Work request: Reprint the entries without altering anything.

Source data
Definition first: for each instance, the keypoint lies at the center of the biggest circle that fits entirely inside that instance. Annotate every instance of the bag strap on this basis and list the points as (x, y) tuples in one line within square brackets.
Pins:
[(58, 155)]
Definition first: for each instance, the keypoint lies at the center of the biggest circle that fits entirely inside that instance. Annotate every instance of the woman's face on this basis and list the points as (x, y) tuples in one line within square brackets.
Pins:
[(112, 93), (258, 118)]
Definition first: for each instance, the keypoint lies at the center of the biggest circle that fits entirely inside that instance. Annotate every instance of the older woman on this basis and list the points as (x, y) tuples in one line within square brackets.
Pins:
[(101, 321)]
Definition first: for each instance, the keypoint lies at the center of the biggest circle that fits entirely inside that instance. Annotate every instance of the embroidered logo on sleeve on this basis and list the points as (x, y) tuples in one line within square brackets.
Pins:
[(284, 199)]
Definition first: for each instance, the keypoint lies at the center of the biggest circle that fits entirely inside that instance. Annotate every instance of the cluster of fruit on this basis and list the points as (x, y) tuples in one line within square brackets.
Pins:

Solution to the problem:
Definition first: for each instance, the keypoint lies at the center of the biggest circle that fits entirely inside that instance. Annotate every instance of the bag strap on this basis and list the points as (x, y) tuples in one line within square brackets.
Pins:
[(58, 155)]
Definition first: for each instance, the keypoint lies at the center of the biggest circle that fits entirely inside that instance. Annotate every instance of the woman's face on this basis and list the points as (x, y) tuples in one line within square brackets.
Pins:
[(112, 93), (258, 118)]
Definition first: for each instance, the keypoint lies at the center of the biggest circle that fits entirely inside that instance. Annotate every instance of the older woman on this basis and list the points as (x, y) tuples in one line within square brackets.
Pins:
[(101, 321)]
Definition first: for each instance, the keypoint lies at the center of the biggest circle that fits entirely inside that instance. Annotate every instance of the embroidered logo on sleeve on this basis and list the points as (x, y) tuples in one line within square brackets.
Pins:
[(284, 199)]
Definition first: for each instance, the keypoint lies at the center of the biggest circle that fits entirely inside that instance. Annotate every instance of the cluster of fruit on this basis and list the points as (x, y) tuples in one line within square brackets.
Pins:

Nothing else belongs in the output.